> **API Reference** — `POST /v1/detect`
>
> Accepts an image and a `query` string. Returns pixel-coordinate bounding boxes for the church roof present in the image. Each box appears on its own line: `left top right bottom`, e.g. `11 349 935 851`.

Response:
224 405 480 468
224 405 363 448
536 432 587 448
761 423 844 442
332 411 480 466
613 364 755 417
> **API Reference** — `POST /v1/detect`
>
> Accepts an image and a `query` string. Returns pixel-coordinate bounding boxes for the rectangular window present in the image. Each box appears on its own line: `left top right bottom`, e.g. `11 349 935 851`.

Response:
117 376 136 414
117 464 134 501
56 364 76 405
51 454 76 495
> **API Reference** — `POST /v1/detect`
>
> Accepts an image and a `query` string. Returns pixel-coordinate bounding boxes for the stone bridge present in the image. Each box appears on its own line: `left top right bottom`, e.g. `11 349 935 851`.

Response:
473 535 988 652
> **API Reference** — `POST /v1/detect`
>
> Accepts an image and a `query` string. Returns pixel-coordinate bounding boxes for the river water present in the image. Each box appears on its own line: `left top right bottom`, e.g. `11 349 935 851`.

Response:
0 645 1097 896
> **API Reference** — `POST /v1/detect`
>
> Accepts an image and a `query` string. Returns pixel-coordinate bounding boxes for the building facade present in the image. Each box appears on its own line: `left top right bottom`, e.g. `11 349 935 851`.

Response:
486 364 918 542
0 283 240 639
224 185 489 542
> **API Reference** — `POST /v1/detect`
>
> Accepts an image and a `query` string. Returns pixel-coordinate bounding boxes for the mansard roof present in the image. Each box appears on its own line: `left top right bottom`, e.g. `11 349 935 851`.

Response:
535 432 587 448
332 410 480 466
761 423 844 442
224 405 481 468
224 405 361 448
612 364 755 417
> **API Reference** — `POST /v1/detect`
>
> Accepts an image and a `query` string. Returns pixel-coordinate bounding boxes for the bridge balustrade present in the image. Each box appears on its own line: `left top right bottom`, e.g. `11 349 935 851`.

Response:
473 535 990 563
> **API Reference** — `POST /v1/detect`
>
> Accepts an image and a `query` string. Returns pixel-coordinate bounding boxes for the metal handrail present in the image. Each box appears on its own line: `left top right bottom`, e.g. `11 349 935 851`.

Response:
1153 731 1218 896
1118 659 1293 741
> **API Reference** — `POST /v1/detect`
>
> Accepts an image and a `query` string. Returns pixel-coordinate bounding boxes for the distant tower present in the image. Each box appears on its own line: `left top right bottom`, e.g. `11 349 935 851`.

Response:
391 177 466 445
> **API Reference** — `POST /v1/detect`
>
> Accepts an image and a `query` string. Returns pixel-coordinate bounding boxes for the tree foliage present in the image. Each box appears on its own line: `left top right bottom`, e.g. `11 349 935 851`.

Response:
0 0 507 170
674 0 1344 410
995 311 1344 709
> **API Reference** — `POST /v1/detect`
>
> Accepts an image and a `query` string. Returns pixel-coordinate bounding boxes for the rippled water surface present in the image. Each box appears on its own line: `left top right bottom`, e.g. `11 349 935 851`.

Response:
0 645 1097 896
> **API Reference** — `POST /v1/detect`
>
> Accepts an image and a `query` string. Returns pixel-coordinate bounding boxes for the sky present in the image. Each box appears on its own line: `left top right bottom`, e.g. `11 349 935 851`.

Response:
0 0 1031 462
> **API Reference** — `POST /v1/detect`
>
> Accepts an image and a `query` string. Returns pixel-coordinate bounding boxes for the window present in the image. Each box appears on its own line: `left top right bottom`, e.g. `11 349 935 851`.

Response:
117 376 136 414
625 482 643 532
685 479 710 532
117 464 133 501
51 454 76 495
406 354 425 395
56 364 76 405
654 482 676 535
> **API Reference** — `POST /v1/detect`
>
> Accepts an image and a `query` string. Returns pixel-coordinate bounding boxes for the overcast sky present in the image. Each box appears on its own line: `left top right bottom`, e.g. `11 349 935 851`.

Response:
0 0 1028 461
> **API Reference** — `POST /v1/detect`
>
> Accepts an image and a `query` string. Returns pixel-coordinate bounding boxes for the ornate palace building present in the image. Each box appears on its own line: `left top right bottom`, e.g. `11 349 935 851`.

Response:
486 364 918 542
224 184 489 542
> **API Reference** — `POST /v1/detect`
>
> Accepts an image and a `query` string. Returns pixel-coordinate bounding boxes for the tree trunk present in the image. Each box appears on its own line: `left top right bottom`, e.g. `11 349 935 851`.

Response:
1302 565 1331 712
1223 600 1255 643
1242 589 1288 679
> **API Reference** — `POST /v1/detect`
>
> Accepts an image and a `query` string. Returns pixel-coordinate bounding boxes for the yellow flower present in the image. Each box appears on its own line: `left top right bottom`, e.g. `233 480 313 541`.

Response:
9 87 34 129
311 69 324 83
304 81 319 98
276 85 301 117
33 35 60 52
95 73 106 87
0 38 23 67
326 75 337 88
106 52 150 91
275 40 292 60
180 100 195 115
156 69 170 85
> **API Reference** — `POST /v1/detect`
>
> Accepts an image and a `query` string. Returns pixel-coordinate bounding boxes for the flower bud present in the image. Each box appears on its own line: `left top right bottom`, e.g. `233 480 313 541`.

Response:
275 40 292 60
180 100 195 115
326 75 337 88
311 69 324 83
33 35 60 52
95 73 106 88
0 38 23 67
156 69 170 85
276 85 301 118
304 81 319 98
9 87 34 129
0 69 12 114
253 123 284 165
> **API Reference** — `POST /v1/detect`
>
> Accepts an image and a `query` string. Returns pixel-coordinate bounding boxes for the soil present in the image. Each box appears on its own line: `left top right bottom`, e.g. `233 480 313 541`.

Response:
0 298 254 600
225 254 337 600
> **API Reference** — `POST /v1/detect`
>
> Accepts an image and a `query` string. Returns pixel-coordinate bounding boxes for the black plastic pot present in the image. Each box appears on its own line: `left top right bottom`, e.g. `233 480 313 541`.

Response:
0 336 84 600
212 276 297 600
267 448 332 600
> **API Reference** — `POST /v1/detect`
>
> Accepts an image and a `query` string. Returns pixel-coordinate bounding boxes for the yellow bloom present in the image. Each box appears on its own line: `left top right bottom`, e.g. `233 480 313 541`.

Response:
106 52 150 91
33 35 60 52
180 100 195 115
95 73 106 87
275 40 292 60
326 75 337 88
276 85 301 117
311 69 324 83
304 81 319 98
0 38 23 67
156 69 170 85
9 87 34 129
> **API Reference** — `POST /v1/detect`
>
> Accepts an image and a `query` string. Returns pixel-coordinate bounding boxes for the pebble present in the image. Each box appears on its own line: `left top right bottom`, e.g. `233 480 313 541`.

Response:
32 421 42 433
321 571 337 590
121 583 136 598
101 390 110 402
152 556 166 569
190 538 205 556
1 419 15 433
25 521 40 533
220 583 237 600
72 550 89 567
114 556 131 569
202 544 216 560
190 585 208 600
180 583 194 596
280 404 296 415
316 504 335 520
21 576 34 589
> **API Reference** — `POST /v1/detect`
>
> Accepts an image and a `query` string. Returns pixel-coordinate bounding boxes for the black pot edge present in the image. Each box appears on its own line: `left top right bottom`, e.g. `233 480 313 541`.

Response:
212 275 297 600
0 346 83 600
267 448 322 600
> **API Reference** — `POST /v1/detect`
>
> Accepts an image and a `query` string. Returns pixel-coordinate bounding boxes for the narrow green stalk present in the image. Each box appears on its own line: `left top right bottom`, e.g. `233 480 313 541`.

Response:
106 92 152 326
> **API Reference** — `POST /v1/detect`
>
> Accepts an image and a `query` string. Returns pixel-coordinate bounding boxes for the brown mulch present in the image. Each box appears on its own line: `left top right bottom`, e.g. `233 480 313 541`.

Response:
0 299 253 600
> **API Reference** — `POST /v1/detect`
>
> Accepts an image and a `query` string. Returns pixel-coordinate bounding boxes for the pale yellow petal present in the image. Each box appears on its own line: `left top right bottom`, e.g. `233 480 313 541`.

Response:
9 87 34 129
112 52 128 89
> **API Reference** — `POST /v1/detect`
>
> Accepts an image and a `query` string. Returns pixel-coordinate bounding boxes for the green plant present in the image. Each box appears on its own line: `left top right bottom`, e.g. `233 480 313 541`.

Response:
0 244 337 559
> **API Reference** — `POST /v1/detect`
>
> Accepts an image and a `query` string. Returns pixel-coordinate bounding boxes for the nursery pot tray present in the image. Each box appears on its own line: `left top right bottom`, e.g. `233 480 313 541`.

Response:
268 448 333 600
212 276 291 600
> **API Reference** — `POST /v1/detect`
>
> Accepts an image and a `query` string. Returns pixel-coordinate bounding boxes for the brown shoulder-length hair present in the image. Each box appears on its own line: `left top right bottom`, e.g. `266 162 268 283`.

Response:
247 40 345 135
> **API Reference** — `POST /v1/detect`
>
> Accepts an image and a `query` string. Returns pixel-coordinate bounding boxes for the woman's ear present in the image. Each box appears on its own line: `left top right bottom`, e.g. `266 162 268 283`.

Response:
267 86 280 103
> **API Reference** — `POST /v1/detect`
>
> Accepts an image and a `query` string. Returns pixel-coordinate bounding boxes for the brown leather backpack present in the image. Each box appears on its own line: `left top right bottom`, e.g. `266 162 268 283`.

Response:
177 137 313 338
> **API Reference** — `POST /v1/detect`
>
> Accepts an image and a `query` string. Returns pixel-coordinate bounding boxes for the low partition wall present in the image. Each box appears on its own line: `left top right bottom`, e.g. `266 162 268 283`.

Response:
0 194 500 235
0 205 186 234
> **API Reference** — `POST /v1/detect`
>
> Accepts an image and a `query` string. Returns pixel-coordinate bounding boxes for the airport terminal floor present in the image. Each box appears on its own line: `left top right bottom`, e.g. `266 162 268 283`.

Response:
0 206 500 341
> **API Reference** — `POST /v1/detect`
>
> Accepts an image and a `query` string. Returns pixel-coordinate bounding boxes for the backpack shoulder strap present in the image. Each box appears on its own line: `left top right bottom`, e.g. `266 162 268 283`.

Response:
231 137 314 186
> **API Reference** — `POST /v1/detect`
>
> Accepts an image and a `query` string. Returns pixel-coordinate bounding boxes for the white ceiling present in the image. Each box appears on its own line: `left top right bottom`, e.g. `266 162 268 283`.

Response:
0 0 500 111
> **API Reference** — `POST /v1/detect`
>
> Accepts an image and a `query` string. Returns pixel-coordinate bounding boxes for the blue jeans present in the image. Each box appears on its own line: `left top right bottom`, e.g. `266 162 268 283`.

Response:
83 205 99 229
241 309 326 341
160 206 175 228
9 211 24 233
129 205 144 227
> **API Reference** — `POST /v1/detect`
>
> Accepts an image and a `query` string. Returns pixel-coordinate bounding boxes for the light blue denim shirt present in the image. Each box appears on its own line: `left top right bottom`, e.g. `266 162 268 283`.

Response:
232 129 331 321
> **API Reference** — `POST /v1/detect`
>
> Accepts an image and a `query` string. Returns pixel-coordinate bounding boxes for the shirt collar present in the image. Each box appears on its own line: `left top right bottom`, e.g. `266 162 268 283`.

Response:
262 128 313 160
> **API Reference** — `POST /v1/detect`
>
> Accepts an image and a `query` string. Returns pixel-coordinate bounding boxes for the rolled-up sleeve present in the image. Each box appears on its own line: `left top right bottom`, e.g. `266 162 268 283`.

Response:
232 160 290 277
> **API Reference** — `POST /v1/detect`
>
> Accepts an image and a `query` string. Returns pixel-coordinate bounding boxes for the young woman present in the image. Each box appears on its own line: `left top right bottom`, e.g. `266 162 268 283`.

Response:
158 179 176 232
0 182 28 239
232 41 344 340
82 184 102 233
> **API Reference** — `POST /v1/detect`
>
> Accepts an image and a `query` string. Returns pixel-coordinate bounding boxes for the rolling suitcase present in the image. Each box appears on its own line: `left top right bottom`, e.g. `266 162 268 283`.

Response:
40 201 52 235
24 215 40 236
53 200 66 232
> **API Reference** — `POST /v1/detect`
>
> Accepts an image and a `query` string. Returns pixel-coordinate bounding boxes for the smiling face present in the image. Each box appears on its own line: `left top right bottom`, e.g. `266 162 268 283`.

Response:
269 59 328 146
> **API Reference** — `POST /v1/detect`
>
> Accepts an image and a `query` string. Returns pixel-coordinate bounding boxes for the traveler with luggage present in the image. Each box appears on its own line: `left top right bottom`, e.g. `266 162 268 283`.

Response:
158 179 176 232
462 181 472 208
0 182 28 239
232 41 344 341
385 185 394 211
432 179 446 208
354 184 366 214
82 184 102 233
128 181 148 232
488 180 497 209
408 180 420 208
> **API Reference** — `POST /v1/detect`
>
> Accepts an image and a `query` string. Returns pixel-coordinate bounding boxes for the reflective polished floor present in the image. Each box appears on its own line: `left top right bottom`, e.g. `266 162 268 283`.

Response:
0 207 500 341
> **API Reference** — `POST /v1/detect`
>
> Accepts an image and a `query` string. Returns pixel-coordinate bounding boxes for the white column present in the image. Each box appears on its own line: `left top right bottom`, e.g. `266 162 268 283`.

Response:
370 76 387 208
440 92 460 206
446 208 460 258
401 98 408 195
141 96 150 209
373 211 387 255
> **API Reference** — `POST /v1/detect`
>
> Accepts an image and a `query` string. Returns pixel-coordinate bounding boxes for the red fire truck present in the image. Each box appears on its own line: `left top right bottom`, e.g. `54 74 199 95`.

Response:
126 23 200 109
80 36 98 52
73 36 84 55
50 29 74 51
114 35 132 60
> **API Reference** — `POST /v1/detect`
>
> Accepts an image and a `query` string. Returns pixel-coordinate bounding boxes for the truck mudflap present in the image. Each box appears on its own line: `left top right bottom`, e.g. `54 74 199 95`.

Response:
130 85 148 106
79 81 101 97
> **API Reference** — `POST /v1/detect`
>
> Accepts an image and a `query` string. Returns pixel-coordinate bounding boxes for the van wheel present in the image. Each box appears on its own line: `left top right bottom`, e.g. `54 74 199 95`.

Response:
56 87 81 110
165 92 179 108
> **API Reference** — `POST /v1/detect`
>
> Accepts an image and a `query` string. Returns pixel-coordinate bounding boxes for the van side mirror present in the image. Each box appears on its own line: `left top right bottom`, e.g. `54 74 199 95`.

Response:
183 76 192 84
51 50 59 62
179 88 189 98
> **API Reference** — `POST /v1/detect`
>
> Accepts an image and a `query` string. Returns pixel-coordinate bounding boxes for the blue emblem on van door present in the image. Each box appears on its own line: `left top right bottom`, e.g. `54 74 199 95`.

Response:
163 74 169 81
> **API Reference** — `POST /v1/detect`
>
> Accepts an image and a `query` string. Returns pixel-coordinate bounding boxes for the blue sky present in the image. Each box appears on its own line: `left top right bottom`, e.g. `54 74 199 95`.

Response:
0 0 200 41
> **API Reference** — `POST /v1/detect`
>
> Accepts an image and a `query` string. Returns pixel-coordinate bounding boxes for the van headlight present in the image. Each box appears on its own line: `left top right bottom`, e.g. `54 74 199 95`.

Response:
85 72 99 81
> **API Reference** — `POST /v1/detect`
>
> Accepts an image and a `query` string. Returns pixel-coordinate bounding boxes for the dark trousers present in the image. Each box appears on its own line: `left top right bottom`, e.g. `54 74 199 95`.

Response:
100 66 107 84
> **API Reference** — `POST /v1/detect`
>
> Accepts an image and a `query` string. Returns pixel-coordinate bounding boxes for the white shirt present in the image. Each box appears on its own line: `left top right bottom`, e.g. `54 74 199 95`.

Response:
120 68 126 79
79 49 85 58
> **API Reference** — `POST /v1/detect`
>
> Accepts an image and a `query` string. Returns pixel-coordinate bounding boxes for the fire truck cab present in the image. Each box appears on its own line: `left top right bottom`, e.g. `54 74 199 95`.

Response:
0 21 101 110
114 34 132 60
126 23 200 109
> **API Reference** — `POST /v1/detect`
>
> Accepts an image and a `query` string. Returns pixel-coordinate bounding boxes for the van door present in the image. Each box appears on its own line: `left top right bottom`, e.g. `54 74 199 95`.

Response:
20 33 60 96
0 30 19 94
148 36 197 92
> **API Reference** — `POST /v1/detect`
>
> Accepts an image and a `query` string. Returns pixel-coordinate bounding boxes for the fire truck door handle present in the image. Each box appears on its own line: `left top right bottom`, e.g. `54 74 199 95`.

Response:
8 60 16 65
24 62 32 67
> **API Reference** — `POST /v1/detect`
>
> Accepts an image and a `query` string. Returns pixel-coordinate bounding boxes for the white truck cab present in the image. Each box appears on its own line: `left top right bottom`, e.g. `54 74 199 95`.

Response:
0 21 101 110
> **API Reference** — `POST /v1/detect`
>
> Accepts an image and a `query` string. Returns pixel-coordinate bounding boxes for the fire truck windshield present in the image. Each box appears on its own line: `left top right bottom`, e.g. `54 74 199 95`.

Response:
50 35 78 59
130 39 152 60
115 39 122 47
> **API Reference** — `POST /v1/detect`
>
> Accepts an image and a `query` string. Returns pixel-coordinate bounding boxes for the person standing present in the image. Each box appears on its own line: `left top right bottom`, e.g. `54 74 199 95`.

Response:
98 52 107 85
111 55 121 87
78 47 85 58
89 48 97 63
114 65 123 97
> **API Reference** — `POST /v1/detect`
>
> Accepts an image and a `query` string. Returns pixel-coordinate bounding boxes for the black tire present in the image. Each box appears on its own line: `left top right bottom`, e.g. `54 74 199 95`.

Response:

|---|

- [Exercise requirements] Show every line of the lines above that contains the string "window". Case counts.

- [Completed task]
> Accepts an image and a `query` string. Returns pixel-coordinate bounding boxes for the rectangular window present in the image. Each box appears on its own line: `left top right bottom`, e.g. `11 349 935 851`.
> Accepts an image and a `query` string. Returns pixel-coordinate bounding boxes for the window present in the image. Each box appears on its own line: `left top right bottom`, e.g. `11 349 935 851`.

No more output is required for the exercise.